#### [Supplied passage]
========

Fortunately for the progress of the investigation, the 'Hourigan Report' got
to Judge Bruguière despite the letter of refusal from the ICTR:

--"(. . .) on 31 August 2000, the Court of Paris, on the instructions of the
Minister of Justice, passed on a copy of said report, which was attached
to the current with a view toward its future use; and
That the documents thus sent by the Court of Paris were authenticated
by Mr Michael HOURIGAN, (. . .) at the time of his testimony in Paris on
29 December 2000;"--
(the Report of Jean-Louis Bruguière, The Superior Court of Paris,
17 November 2006, ¶s 125 & 126, CM/P translation at
http://cirqueminime.blogcollective.com/blog/_archives/2007/9/30/3262522.html)--

Mr. Hourigan gave very important information to Judge Bruguière:

--"(. . .) with regard to his mission for the I.C.T.R., Michael HOURIGAN
stated that the investigators on his team, empowered by their superiors
to investigate the attack, considered themselves to be entering a field
of inquiry within the authority of the Tribunal, never found any tangible
evidence implicating the Hutu extremists, but, on the contrary, were
drawn to an evidentiary trail leading directly to the R.P.F.;
(. . .) That on a secure telephone line from the U.S. Embassy in Kigali,
he had, on or about 7 March 1997, a conversation with Madame Louise
ARBOUR and that in the course of their exchange she told him that she
had received, through other channels, intelligence that backed up his own
and that at no time had she told him that the investigation into the attack
was not within the authority of the I.C.T.R.;"--
(the Report of Jean-Louis Bruguière, The Superior Court of Paris,
17 November 2006, ¶s 129 & 133, CM/P translation at
http://cirqueminime.blogcollective.com/blog/_archives/2007/9/30/3262522.html)--

Later under questioning by Judge Bruguière, Michael Hourigan stated
that Mme Arbour had, at that time, suddenly changed her opinion. Contrary
to what she had told Hourigan before, Arbour now criticized him for having
conducted his investigation, which, she said was outside the authority of the
ICTR, and then she told him to break off all relations with his informants.

========

#### [Information shown]
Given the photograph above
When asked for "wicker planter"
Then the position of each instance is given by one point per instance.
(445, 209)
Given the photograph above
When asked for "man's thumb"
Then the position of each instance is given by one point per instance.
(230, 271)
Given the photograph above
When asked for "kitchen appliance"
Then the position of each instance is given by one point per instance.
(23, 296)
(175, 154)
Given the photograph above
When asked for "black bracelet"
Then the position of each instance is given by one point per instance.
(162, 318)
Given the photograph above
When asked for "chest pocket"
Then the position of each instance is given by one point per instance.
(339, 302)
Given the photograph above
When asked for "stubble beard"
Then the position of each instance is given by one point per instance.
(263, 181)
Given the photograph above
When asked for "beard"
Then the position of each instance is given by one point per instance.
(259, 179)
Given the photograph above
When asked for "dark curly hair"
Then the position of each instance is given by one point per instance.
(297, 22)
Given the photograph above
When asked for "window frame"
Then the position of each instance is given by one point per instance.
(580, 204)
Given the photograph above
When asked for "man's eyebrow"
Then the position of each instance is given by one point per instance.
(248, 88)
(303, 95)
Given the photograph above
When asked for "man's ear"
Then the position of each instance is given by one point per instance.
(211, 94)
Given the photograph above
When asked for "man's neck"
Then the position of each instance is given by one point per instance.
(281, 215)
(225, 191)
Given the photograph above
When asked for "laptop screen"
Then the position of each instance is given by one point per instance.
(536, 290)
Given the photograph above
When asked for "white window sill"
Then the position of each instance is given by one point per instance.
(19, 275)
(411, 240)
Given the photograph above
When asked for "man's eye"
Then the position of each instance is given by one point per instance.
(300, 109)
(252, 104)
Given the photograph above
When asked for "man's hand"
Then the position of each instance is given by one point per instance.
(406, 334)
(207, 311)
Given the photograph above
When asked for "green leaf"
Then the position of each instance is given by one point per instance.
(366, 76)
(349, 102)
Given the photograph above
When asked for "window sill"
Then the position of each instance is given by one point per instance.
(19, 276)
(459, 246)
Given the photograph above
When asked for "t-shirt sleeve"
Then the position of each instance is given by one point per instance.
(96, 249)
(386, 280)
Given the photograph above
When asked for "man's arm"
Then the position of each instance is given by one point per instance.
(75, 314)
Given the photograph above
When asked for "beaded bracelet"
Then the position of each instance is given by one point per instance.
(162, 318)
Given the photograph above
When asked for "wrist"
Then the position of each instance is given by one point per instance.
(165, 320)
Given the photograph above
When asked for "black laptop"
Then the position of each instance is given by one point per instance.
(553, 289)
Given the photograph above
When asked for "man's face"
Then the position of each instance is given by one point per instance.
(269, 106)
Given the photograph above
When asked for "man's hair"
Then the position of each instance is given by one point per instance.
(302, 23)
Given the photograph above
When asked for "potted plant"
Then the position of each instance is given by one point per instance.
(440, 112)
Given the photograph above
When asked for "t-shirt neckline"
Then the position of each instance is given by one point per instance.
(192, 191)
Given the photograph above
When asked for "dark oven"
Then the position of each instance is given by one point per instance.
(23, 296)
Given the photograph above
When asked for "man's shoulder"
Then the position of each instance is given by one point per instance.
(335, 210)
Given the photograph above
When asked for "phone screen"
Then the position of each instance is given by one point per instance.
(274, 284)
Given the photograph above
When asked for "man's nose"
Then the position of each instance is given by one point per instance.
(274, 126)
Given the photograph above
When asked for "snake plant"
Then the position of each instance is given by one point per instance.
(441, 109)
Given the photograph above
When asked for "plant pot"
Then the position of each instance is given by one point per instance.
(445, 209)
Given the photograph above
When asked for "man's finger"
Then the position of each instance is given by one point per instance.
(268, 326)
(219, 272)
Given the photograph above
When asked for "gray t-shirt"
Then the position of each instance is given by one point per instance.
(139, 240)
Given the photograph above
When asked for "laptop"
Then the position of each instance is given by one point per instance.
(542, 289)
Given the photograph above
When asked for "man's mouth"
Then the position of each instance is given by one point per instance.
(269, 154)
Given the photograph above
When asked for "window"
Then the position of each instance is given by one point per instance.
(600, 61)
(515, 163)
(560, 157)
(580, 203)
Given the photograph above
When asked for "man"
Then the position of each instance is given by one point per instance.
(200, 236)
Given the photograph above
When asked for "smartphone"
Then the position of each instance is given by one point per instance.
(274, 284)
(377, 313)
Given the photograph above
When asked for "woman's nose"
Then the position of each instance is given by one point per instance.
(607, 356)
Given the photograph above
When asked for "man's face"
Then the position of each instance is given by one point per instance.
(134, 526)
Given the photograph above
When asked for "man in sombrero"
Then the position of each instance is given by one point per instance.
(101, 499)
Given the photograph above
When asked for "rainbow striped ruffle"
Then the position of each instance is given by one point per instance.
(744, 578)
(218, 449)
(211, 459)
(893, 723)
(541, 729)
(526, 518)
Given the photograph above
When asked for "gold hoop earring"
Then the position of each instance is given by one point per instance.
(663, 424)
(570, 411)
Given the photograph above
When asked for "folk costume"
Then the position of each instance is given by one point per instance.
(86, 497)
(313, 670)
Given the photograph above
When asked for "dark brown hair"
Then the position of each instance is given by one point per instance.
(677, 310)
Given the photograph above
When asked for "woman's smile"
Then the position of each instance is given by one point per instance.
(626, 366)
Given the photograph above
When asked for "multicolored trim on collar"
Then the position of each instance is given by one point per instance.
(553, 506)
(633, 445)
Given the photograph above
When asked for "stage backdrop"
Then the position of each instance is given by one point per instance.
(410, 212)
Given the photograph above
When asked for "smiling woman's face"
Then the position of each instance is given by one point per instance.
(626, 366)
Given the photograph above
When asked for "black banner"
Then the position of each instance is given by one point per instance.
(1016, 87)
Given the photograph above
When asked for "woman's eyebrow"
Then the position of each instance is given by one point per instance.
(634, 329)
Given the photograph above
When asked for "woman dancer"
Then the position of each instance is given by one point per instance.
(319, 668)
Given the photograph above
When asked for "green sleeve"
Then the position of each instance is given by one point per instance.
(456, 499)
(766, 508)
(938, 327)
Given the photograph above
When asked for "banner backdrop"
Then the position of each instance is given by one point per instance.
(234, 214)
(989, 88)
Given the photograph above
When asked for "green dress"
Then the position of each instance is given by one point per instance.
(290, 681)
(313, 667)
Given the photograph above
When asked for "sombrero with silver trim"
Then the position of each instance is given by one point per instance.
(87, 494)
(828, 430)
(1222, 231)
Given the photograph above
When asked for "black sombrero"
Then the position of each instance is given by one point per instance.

========

#### [Directions]
(A) Answer these questions about the Hourigan Report passage, one per line:
(i) On what date did Michael Hourigan testify in Paris?
(ii) From what location did Hourigan speak with Louise Arbour on a secure telephone line?
(iii) What did Arbour tell Hourigan to do about his informants?
(B) Carry on the Hourigan Report passage from its final sentence.

#### [Per-task outputs]
(A)
(i) 29 December 2000
(ii) The U.S. Embassy in Kigali
(iii) Break off all relations with them

(B)
This position was confirmed by at least one other investigator.
(the Report of Jean-Louis Bruguière, The Superior Court of Paris,
17 November 2006, pp 22 in Fr original, CM/P translation at
http://cirqueminime.blogcollective.com/blog/_archives/2007/9/30/3262522.html)--


A decade earlier, on 7 February 1997, Maitre Tiphaine Dickson, the
defense lawyer for Georges Rutaganda at his trial before the ICTR,
made a request that bench order the Prosecutor to make public all
the evidence that he had on the subject of the attack against the
president's plane, as well as to initiate an investigation on this subject.
The response she received was, in its own way, stupefying:

--"Our responsibility is not to conduct an investigation into a plane crash (sic!!!),
this is not our job. So, I am going, in the most categorical way, to set this
question aside. And, first of all, I will say that we don't have to conduct such
investigations, we don't have to report on such investigations either.
Secondly, it is not our role, it is not our mission to conduct investigations
into the crash (sic!!!) of a plane carrying some presidents or vice-presidents.
This question does not fall within our authority."--
(ICTR 96-3-T, Prosecutor v Rutaganda, 7 February 1997).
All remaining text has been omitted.